##### DATA EXCERPTS #####

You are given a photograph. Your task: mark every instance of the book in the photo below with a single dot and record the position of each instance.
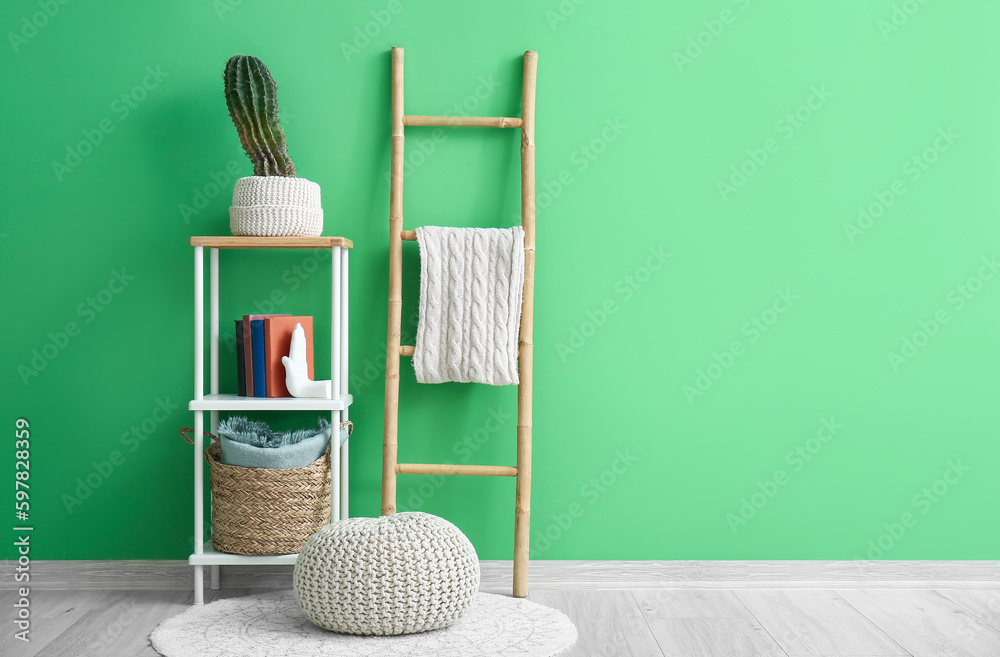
(259, 364)
(277, 342)
(241, 372)
(248, 351)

#####

» SHORT EXERCISE
Output all of the entries verbatim, leaving out any images.

» OUTPUT OF THE TASK
You are given a photograph. Your task: mark every instance of the book in the photo below with a single dot and record the position of each instance.
(259, 364)
(277, 342)
(241, 372)
(248, 351)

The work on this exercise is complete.